• **Instructions to follow**
Please write each record out again word for word.

• **Records for this exercise**
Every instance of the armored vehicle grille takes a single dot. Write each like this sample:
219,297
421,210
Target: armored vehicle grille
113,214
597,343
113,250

• **Response to the exercise**
Every instance of the armored vehicle grille takes a single dot. Write each like this sample:
219,297
421,210
Target: armored vehicle grille
113,214
597,343
113,250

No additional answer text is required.